• _SOURCE TEXT_:
<<<<

Now Facing Federal Charges, Portland Protester Accused of Throwing Molotov Cocktails Toward Police Returns to Jail

Two days after activists bailed him out, Malik Muhammad was arrested again.

An Indiana man accused of throwing a Molotov cocktail toward Portland police officers and handing out baseball bats during a protest has landed back in jail two days after his release.

On June 1, the U.S. Attorney’s Office for Oregon announced federal charges against 24-year-old Malik Muhammad for possession of unregistered destructive devices, engaging in civil disorder and obstructing law enforcement, and using explosives to commit a federal felony.

Days earlier, the Indianapolis man had been released from the Multnomah County Jail on May 26 after the Portland Freedom Fund posted $212,500—or 10%—of the $2.1 million bail, court records show.

Then on May 28, two days after his initial release, deputy district attorney Nathan Vasquez filed a motion arguing that Muhammad should remain in custody in part because he allegedly seeks out situations that allow him to engage in violent behavior.

“As he has shown time and time again, he will go to extreme lengths to exercise his extreme ideology, up to and including building fire bombs and attempting to murder police officers,” Vasquez wrote. “Mr. Muhammad has shown himself to be an incredibly dangerous person. As such, there is absolutely clear and convincing evidence that there is a risk of physical injury to members of the public by Mr. Muhammad while on release.”

Muhammad had been detained following a 28-count indictment handed down to county prosecutors in March for various charges including attempted aggravated murder and unlawful manufacture of a destructive device. Muhammad was then extradited from Indiana to Portland, where he had been detained since April 29, jail records show.

Multnomah County prosecutors allege that Muhammad committed various crimes during multiple Portland protests in 2020, including throwing Molotov cocktails toward police officers and handing out a “large amount” of baseball bats to members of the crowd at a Sept. 5 demonstration.

In Friday’s motion, Vasquez further outlined allegations against Muhammad: that, on at least two occasions, he “brought and lighted an explosive device” while being surrounded by a crowd; that he threw “fire bombs” toward other people on two occasions; that he brought a gun to a mass protest on Oct. 11; that he has “[actively] attempted to organize others to engage in violent acts; and that he allegedly gathered “multiple rifles and shotguns.”

>>>>

• _DATASET EXCERPT_:
<<<<

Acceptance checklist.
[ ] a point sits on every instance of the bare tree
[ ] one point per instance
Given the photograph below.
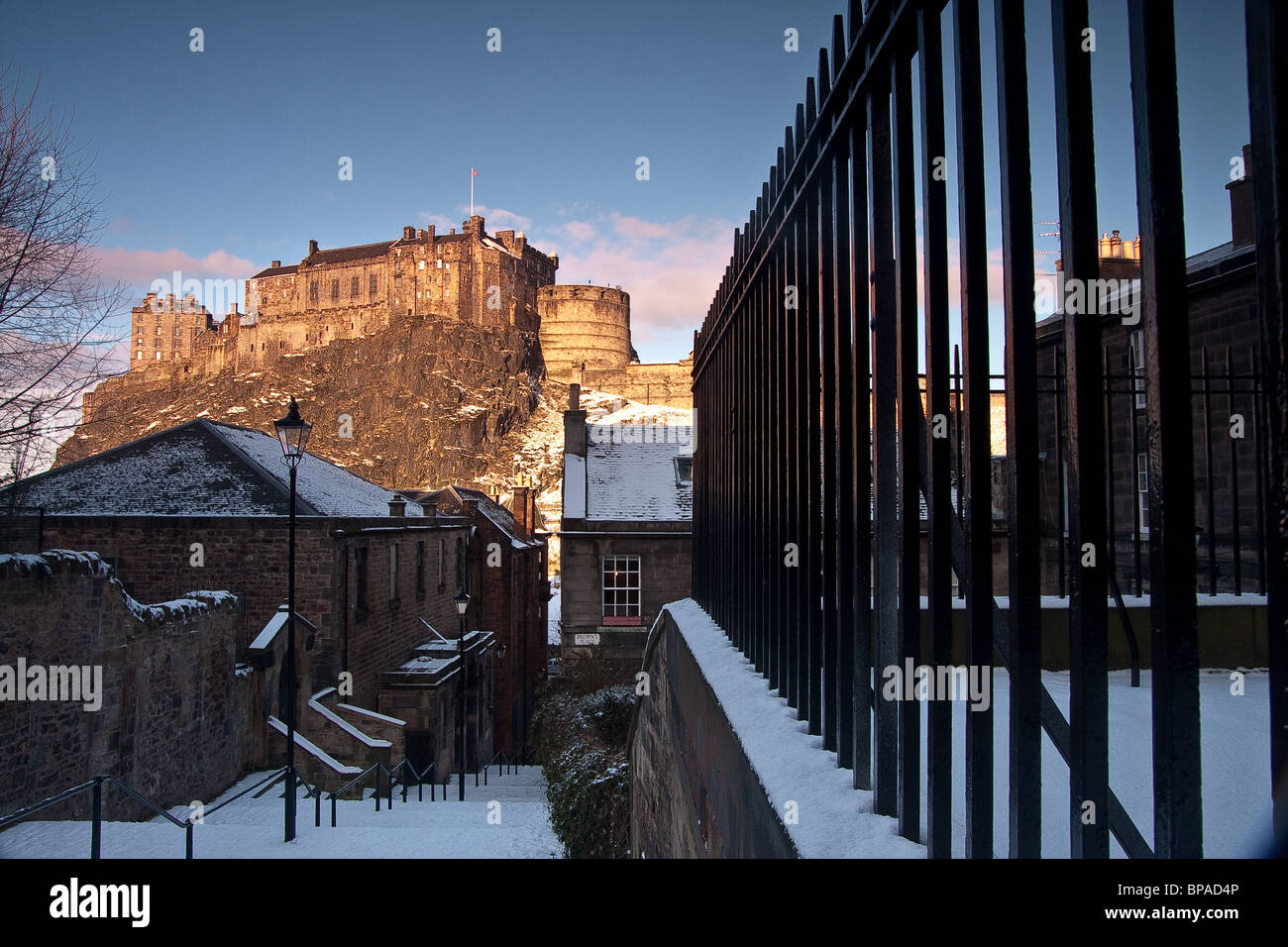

>>>>

• _PROBLEM REQUIREMENTS_:
Rewrite the part of the news story that opens with "Two days after activists" and closes with "court records show.", using "wooden clubs" in place of "baseball bats". The listing above comes from a different source than the news story.

• _WRITTEN ANSWER_:
Two days after activists bailed him out, Malik Muhammad was arrested again.

An Indiana man accused of throwing a Molotov cocktail toward Portland police officers and handing out wooden clubs during a protest has landed back in jail two days after his release.

On June 1, the U.S. Attorney’s Office for Oregon announced federal charges against 24-year-old Malik Muhammad for possession of unregistered destructive devices, engaging in civil disorder and obstructing law enforcement, and using explosives to commit a federal felony.

Days earlier, the Indianapolis man had been released from the Multnomah County Jail on May 26 after the Portland Freedom Fund posted $212,500—or 10%—of the $2.1 million bail, court records show.